▶ _Records to use_
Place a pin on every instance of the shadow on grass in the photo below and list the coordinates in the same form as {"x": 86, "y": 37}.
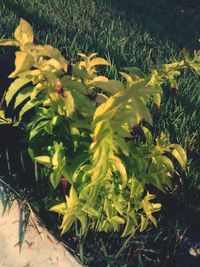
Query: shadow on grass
{"x": 172, "y": 20}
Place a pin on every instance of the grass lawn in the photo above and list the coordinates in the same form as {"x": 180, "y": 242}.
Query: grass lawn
{"x": 133, "y": 33}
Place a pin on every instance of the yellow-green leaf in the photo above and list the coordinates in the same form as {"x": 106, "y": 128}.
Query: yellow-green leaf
{"x": 24, "y": 33}
{"x": 98, "y": 61}
{"x": 23, "y": 62}
{"x": 179, "y": 153}
{"x": 46, "y": 160}
{"x": 9, "y": 42}
{"x": 60, "y": 208}
{"x": 109, "y": 86}
{"x": 144, "y": 223}
{"x": 69, "y": 102}
{"x": 72, "y": 200}
{"x": 15, "y": 87}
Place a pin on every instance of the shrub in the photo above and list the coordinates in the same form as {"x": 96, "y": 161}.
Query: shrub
{"x": 82, "y": 127}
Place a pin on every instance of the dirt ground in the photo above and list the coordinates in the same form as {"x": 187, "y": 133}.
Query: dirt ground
{"x": 38, "y": 250}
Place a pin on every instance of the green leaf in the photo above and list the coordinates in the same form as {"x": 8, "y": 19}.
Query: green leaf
{"x": 15, "y": 87}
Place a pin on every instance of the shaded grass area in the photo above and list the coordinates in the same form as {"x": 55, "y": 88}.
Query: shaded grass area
{"x": 138, "y": 33}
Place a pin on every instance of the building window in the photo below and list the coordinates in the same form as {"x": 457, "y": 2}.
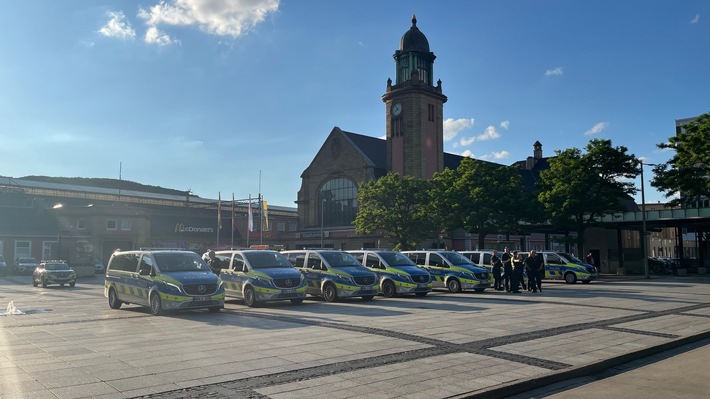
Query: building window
{"x": 337, "y": 202}
{"x": 23, "y": 249}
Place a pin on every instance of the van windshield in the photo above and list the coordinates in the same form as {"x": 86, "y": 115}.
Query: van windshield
{"x": 180, "y": 262}
{"x": 396, "y": 259}
{"x": 340, "y": 259}
{"x": 456, "y": 258}
{"x": 266, "y": 259}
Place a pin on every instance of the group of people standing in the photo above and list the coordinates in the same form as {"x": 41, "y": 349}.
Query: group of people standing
{"x": 508, "y": 271}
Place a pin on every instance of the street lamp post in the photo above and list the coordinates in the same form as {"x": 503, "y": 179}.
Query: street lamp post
{"x": 322, "y": 208}
{"x": 644, "y": 233}
{"x": 644, "y": 240}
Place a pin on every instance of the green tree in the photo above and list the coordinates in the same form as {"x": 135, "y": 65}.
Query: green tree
{"x": 397, "y": 204}
{"x": 688, "y": 171}
{"x": 579, "y": 187}
{"x": 479, "y": 197}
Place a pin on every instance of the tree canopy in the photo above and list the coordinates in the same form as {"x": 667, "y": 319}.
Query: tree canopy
{"x": 688, "y": 171}
{"x": 397, "y": 204}
{"x": 579, "y": 187}
{"x": 479, "y": 197}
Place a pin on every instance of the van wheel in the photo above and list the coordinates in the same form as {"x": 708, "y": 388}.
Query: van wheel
{"x": 113, "y": 301}
{"x": 156, "y": 307}
{"x": 330, "y": 294}
{"x": 249, "y": 296}
{"x": 570, "y": 278}
{"x": 453, "y": 285}
{"x": 388, "y": 289}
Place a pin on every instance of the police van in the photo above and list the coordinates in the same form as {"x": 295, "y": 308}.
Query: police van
{"x": 334, "y": 274}
{"x": 259, "y": 275}
{"x": 397, "y": 273}
{"x": 561, "y": 266}
{"x": 163, "y": 280}
{"x": 451, "y": 270}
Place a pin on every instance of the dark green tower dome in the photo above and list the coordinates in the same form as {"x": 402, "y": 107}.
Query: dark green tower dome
{"x": 414, "y": 39}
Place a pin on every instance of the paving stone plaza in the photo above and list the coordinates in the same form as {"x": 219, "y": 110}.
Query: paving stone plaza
{"x": 66, "y": 342}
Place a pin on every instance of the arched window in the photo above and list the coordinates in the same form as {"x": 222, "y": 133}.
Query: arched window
{"x": 337, "y": 202}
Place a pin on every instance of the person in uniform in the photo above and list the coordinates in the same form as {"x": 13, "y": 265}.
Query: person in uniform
{"x": 507, "y": 260}
{"x": 214, "y": 262}
{"x": 497, "y": 269}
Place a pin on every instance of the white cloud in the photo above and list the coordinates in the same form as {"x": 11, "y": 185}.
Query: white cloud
{"x": 555, "y": 72}
{"x": 232, "y": 18}
{"x": 496, "y": 155}
{"x": 489, "y": 134}
{"x": 118, "y": 27}
{"x": 154, "y": 36}
{"x": 596, "y": 129}
{"x": 452, "y": 127}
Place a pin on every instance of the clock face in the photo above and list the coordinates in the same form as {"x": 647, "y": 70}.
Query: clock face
{"x": 396, "y": 109}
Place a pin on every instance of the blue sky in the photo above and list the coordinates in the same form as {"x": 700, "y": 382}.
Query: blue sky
{"x": 238, "y": 96}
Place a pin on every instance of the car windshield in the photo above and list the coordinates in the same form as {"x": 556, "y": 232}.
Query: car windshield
{"x": 56, "y": 266}
{"x": 180, "y": 262}
{"x": 340, "y": 259}
{"x": 456, "y": 258}
{"x": 266, "y": 259}
{"x": 396, "y": 259}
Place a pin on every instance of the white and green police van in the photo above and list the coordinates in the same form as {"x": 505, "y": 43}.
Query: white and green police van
{"x": 163, "y": 280}
{"x": 334, "y": 274}
{"x": 450, "y": 269}
{"x": 260, "y": 275}
{"x": 398, "y": 275}
{"x": 563, "y": 266}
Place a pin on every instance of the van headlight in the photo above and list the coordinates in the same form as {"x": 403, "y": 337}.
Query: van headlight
{"x": 172, "y": 287}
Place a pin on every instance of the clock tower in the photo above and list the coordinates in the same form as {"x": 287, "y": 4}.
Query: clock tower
{"x": 414, "y": 110}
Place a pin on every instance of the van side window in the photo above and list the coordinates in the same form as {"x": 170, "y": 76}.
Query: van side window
{"x": 436, "y": 260}
{"x": 314, "y": 262}
{"x": 372, "y": 261}
{"x": 125, "y": 262}
{"x": 553, "y": 259}
{"x": 146, "y": 264}
{"x": 238, "y": 263}
{"x": 418, "y": 258}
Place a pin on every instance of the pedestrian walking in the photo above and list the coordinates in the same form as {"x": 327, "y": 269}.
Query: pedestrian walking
{"x": 518, "y": 268}
{"x": 507, "y": 260}
{"x": 532, "y": 263}
{"x": 497, "y": 270}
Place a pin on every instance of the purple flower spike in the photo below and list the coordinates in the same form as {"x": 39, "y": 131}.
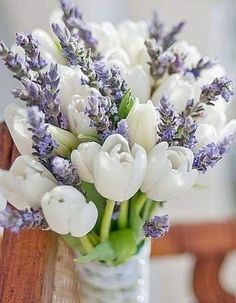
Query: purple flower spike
{"x": 206, "y": 157}
{"x": 16, "y": 220}
{"x": 156, "y": 227}
{"x": 219, "y": 87}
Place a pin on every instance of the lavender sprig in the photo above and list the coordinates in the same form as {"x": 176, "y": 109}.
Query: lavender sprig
{"x": 219, "y": 87}
{"x": 14, "y": 62}
{"x": 64, "y": 171}
{"x": 43, "y": 141}
{"x": 16, "y": 220}
{"x": 73, "y": 20}
{"x": 170, "y": 120}
{"x": 203, "y": 63}
{"x": 225, "y": 145}
{"x": 206, "y": 157}
{"x": 106, "y": 79}
{"x": 156, "y": 227}
{"x": 31, "y": 48}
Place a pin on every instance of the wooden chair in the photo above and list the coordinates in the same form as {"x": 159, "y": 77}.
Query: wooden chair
{"x": 36, "y": 266}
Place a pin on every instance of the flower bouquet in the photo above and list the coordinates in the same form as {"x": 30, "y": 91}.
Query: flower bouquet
{"x": 114, "y": 121}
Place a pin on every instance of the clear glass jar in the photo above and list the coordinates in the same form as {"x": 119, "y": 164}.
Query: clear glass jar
{"x": 126, "y": 283}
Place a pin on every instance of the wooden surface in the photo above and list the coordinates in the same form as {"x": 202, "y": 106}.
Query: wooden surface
{"x": 37, "y": 267}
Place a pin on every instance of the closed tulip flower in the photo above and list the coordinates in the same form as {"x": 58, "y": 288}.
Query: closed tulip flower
{"x": 142, "y": 124}
{"x": 66, "y": 211}
{"x": 16, "y": 120}
{"x": 26, "y": 182}
{"x": 119, "y": 171}
{"x": 169, "y": 172}
{"x": 83, "y": 159}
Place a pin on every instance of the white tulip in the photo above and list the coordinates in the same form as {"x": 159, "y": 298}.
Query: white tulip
{"x": 142, "y": 123}
{"x": 177, "y": 88}
{"x": 106, "y": 34}
{"x": 78, "y": 121}
{"x": 66, "y": 211}
{"x": 26, "y": 183}
{"x": 48, "y": 46}
{"x": 70, "y": 85}
{"x": 83, "y": 159}
{"x": 16, "y": 120}
{"x": 139, "y": 82}
{"x": 119, "y": 171}
{"x": 190, "y": 52}
{"x": 169, "y": 172}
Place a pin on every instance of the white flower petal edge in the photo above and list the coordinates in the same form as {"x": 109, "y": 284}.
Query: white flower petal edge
{"x": 16, "y": 120}
{"x": 119, "y": 172}
{"x": 142, "y": 124}
{"x": 66, "y": 211}
{"x": 26, "y": 182}
{"x": 169, "y": 172}
{"x": 83, "y": 159}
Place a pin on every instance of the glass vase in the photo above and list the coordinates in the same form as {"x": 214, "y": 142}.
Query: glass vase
{"x": 126, "y": 283}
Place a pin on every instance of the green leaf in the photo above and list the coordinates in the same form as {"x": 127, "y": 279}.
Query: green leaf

▶ _Your instructions_
What is needed is a word-for-word copy of the lines from the start of the data to the line with "Place a pin on every instance of the yellow-green", inclusive, with no pictures in it.

▶ _Exercise answer_
Place a pin on every instance of the shadow on grass in the photo below and list the coordinates in the same form as {"x": 86, "y": 37}.
Query: shadow on grass
{"x": 172, "y": 20}
Place a pin on every instance of the grass lawn in the photo above and list the coordinates in the same form as {"x": 180, "y": 242}.
Query: grass lawn
{"x": 133, "y": 33}
Place a pin on every instance of the yellow-green leaf in the photo above and list the coordinates in the same form as {"x": 106, "y": 128}.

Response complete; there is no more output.